EXERCISE DATA.

— start —

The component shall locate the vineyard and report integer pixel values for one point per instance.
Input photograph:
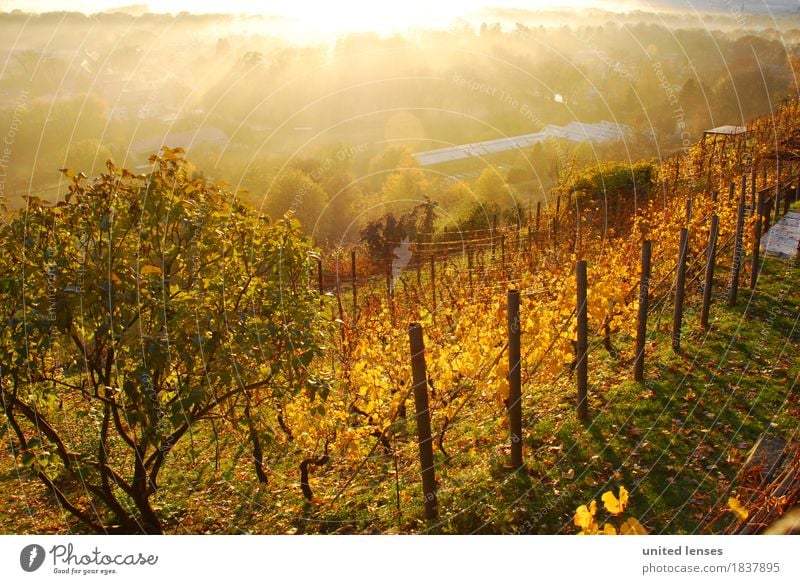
(491, 381)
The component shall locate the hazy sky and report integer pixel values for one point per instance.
(384, 16)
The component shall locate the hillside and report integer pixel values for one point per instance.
(328, 442)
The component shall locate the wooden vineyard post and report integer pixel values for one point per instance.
(582, 348)
(709, 283)
(744, 187)
(433, 283)
(503, 251)
(390, 291)
(756, 242)
(469, 270)
(353, 280)
(641, 322)
(554, 220)
(514, 380)
(737, 253)
(423, 419)
(494, 234)
(680, 286)
(777, 205)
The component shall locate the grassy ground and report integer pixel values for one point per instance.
(676, 443)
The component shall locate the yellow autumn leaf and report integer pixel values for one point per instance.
(608, 529)
(632, 527)
(740, 511)
(583, 517)
(148, 269)
(612, 504)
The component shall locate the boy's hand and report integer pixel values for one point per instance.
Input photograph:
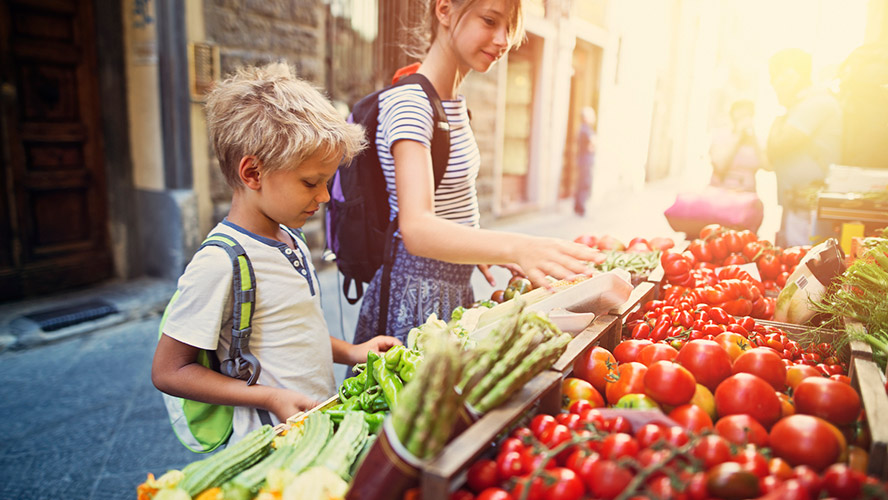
(378, 345)
(285, 403)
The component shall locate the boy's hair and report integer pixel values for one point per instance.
(282, 120)
(423, 35)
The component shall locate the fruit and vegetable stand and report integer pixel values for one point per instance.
(507, 414)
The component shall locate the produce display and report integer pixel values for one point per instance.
(696, 396)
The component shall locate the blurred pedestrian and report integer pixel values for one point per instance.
(736, 154)
(585, 159)
(803, 142)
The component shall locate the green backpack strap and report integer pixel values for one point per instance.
(240, 364)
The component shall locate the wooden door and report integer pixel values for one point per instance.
(53, 219)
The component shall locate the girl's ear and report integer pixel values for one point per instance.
(248, 171)
(443, 9)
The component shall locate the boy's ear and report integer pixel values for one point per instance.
(249, 172)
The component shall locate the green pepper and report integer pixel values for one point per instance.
(371, 380)
(389, 381)
(393, 356)
(374, 420)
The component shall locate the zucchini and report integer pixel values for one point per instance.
(219, 468)
(342, 449)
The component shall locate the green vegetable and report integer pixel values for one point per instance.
(219, 468)
(342, 449)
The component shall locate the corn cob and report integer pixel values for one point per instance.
(215, 470)
(541, 358)
(342, 449)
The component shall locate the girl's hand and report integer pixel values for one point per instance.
(485, 270)
(285, 403)
(378, 344)
(554, 257)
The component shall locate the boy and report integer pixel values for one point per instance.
(278, 141)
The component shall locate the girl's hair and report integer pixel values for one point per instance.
(282, 120)
(422, 36)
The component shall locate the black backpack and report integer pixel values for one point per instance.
(359, 233)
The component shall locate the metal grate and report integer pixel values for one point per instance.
(62, 317)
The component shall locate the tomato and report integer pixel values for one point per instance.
(618, 445)
(731, 480)
(628, 379)
(594, 365)
(745, 393)
(576, 389)
(707, 361)
(765, 363)
(669, 383)
(841, 481)
(564, 485)
(627, 350)
(733, 343)
(482, 474)
(509, 465)
(607, 479)
(711, 450)
(691, 417)
(536, 487)
(796, 373)
(540, 423)
(831, 400)
(655, 352)
(742, 429)
(805, 440)
(494, 494)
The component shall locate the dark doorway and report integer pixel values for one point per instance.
(53, 217)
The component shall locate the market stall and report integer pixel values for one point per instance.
(664, 381)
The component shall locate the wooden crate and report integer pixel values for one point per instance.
(603, 330)
(446, 472)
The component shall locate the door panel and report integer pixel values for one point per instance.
(56, 215)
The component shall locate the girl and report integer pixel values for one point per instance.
(439, 240)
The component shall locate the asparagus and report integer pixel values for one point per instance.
(542, 357)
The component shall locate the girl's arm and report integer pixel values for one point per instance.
(430, 236)
(175, 371)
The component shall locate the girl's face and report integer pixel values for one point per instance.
(480, 35)
(291, 195)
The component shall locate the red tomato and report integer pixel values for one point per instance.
(669, 383)
(607, 479)
(765, 363)
(627, 350)
(707, 361)
(482, 475)
(594, 365)
(565, 485)
(742, 429)
(745, 393)
(494, 494)
(805, 440)
(655, 352)
(712, 450)
(628, 379)
(691, 417)
(831, 400)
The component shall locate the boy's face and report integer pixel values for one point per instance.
(291, 195)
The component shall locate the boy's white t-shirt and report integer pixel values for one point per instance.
(290, 336)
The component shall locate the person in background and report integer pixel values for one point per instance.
(585, 159)
(803, 142)
(736, 154)
(439, 239)
(278, 141)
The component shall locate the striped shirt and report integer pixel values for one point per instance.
(406, 113)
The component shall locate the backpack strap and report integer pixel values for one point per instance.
(240, 364)
(440, 150)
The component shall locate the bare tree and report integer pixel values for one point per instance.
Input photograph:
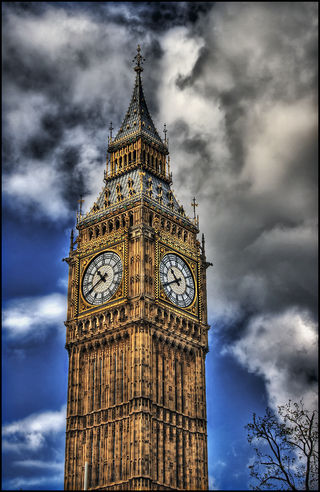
(286, 447)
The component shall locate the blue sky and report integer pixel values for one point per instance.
(236, 85)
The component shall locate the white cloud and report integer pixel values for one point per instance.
(20, 483)
(39, 186)
(31, 432)
(275, 135)
(34, 315)
(282, 348)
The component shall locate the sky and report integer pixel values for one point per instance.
(236, 85)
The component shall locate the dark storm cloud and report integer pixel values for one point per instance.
(236, 85)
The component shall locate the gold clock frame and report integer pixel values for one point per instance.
(120, 296)
(193, 264)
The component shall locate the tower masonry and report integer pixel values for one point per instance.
(136, 329)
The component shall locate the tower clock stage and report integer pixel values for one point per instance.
(136, 329)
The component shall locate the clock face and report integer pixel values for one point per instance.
(102, 278)
(177, 280)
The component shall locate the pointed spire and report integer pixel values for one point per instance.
(137, 119)
(139, 58)
(165, 131)
(71, 241)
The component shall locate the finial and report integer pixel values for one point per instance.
(194, 205)
(165, 133)
(71, 240)
(80, 205)
(139, 58)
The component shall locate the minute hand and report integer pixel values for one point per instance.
(176, 280)
(102, 278)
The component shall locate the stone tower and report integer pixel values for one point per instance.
(136, 329)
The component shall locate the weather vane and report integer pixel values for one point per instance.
(194, 205)
(80, 205)
(165, 131)
(139, 58)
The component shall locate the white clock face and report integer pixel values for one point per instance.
(177, 280)
(102, 278)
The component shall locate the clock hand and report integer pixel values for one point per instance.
(102, 278)
(176, 280)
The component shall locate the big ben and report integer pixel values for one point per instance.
(136, 329)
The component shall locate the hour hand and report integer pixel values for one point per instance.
(176, 280)
(102, 276)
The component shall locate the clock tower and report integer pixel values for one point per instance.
(136, 329)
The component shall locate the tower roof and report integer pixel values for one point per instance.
(137, 121)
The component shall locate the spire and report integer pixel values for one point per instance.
(137, 119)
(138, 68)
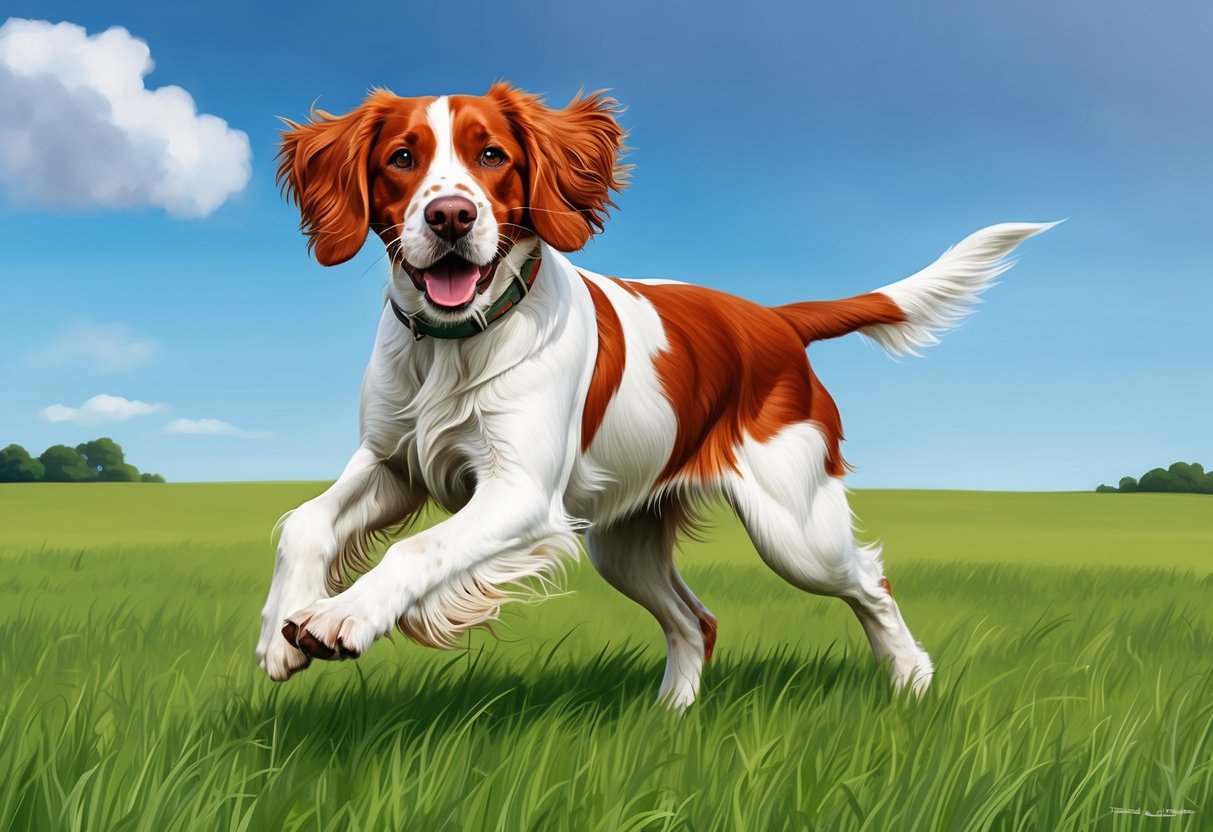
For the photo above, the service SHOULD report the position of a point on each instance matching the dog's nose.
(450, 217)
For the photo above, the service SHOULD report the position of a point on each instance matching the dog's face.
(451, 184)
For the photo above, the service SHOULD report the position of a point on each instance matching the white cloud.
(100, 409)
(79, 127)
(106, 347)
(212, 427)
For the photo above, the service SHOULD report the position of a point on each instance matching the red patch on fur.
(733, 369)
(818, 320)
(608, 364)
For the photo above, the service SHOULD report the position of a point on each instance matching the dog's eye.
(493, 157)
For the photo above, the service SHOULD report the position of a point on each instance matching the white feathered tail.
(938, 297)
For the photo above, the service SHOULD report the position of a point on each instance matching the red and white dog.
(537, 402)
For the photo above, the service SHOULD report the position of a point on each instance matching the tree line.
(97, 461)
(1179, 478)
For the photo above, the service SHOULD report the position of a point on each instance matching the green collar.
(508, 300)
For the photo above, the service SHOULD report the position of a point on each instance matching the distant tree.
(102, 455)
(1179, 478)
(119, 472)
(66, 465)
(17, 466)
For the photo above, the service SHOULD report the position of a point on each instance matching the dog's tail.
(910, 314)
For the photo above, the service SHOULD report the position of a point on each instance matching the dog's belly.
(616, 474)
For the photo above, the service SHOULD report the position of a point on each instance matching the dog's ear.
(573, 161)
(322, 167)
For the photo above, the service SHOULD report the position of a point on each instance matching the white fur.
(940, 296)
(448, 176)
(489, 427)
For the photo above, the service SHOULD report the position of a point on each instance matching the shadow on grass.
(618, 684)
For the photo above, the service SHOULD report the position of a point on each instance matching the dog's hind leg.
(636, 557)
(366, 497)
(799, 522)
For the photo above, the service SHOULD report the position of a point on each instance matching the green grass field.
(1072, 636)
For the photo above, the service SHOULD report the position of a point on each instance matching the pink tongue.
(451, 281)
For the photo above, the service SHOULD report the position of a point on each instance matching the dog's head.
(451, 184)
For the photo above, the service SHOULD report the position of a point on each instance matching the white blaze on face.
(448, 176)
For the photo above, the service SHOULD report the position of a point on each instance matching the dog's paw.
(329, 630)
(282, 660)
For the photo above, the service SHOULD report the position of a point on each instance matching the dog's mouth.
(451, 284)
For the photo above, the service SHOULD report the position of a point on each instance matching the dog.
(540, 403)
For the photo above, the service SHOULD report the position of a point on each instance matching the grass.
(1072, 636)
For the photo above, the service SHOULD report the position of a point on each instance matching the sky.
(154, 286)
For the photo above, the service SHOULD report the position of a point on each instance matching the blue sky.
(880, 132)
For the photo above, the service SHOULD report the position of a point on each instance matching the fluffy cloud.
(212, 427)
(106, 347)
(79, 127)
(100, 409)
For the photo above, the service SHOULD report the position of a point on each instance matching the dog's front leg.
(366, 497)
(506, 533)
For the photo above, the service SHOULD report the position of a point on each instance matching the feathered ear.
(571, 161)
(322, 166)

— end —

SET PROBLEM.
Reproduce verbatim the lines starting at the one that contains "matching the sky." and ending at the final line above, with both of those lines included.

RESPONSE BELOW.
For the photo above, the service SHOULD report the position of a point on each instance matching the sky.
(154, 286)
For the photo above, the service SHOULD report the position of a point on each instance matching the blue sky.
(880, 132)
For the photo above, the service SHOULD report the position of a point on each instance matching the fluffy cloud.
(212, 427)
(106, 347)
(79, 127)
(100, 409)
For the photo above, the service SHOULD report the position of a point on each instance matching the dog's front leg.
(366, 497)
(506, 533)
For the photo above, the service SHOULD report the position of a point on each instance matching the feathered ear.
(571, 161)
(322, 166)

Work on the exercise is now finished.